→ **Records to use**
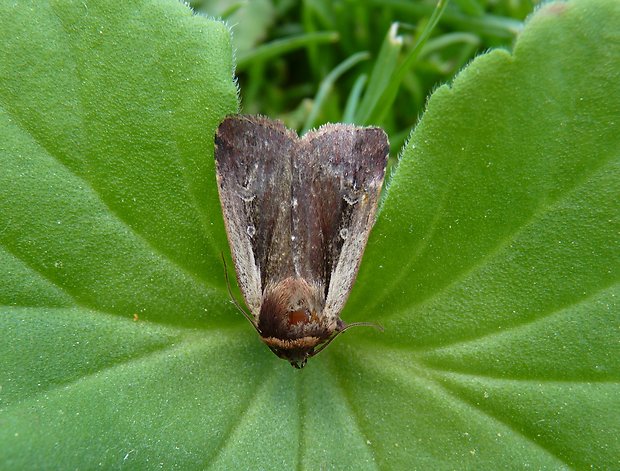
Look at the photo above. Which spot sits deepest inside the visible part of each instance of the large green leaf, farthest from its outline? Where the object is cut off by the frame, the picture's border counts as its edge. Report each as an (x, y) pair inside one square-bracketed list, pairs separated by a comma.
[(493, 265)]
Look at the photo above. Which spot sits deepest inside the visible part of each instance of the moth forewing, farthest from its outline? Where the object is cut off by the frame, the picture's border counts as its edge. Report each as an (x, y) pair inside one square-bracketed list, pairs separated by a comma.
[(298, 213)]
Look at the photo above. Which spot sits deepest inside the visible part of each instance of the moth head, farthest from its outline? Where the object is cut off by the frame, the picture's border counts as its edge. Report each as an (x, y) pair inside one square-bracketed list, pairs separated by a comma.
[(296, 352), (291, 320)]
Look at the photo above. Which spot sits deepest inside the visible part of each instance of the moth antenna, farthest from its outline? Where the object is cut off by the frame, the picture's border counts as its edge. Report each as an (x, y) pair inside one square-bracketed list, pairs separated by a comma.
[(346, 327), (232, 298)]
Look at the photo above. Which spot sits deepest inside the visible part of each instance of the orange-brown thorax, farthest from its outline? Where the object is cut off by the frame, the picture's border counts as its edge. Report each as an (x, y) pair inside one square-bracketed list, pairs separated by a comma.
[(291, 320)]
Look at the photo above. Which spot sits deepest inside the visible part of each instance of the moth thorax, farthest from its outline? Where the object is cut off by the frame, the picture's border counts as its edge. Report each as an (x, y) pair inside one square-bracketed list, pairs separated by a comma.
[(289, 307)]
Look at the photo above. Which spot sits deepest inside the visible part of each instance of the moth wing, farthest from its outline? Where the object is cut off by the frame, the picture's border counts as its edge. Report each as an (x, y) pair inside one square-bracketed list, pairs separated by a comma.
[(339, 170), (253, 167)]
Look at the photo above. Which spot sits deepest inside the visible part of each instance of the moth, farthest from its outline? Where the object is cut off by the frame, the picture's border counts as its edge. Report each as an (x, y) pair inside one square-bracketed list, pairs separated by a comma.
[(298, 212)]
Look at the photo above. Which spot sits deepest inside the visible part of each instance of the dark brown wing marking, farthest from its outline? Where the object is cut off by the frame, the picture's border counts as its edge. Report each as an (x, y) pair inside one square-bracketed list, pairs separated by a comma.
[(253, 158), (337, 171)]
---
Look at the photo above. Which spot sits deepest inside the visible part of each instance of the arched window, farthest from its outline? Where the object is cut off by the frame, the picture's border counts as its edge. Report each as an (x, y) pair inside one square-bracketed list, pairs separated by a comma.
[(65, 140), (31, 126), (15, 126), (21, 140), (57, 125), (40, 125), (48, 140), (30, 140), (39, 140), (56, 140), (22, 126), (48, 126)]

→ **What you are asked to do**
Copy out, word for word, the data above from the line containing "of the orange-brown" through the line containing "[(289, 307)]", both lines included.

→ **Result of this exercise**
Look at the photo above. Which spot sits deepest inside the visible part of each instance of the orange-brown thorax, farthest from its outline? Where the object is cut off by the frame, the picture's border counts as its edge. Report each as an (x, y) pair inside one square-bracketed list, pairs separated by a comma.
[(291, 320)]
Look at the photo above. Which spot sits deepest inside the visible part of each instance of the moth thorax, farthest from its outline? Where the object is cut off by the frame, the picture's border counts as its edge. Report each as an (x, y) pair inside one square-bracketed list, pairs separated by a comma.
[(289, 307)]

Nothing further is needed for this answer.